**DATASET EXCERPTS:**

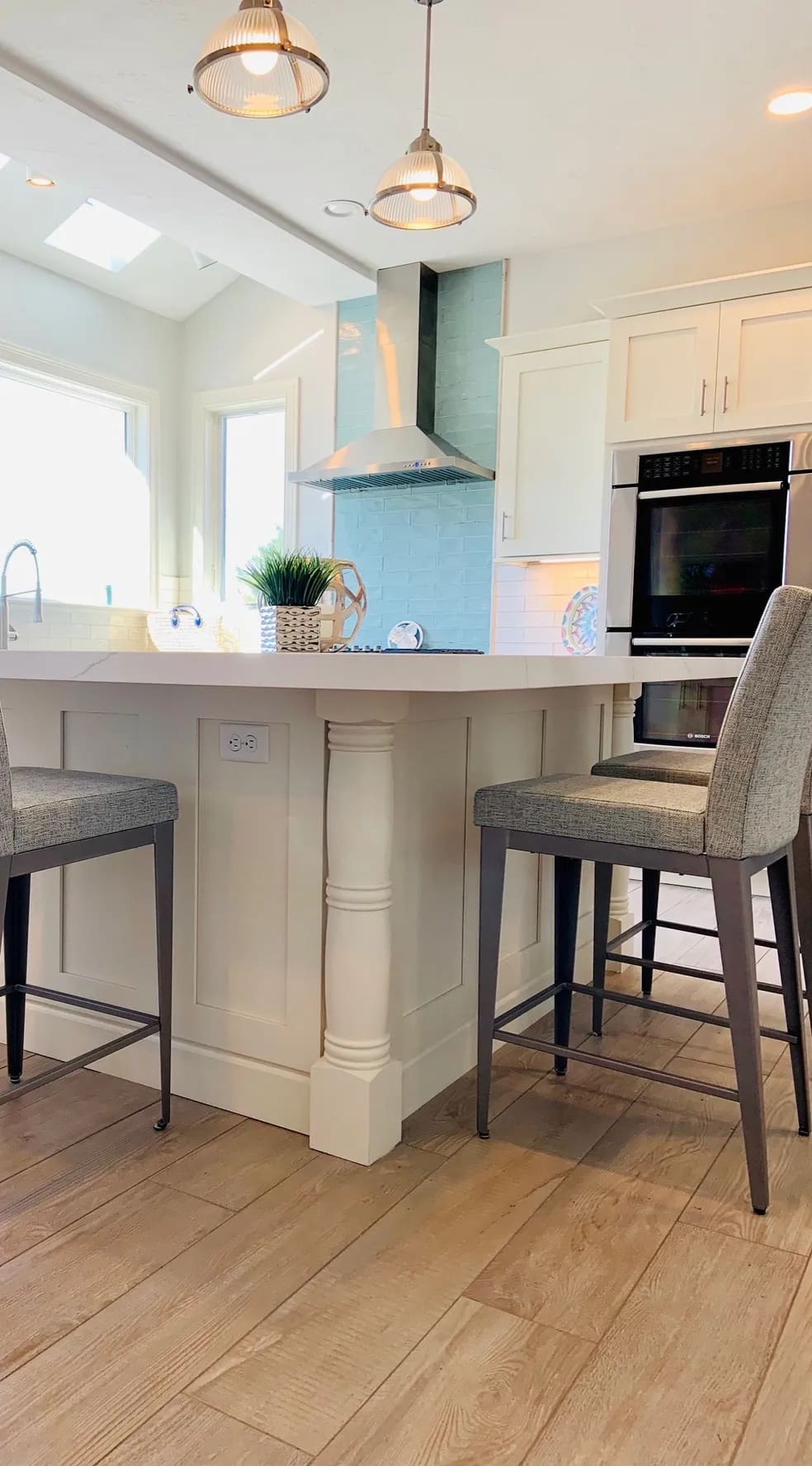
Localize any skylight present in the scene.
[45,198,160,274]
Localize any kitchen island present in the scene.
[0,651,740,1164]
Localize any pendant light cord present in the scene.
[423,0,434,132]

**EXERCISE REQUIREMENTS:**
Recast everything from the line containing "Localize any pendant" down to the end of the material as a numbered list, with blank lines left out.

**RESULT FOR THIS TASK:**
1. Localize any pendant light cord present in the scene.
2. [423,0,434,132]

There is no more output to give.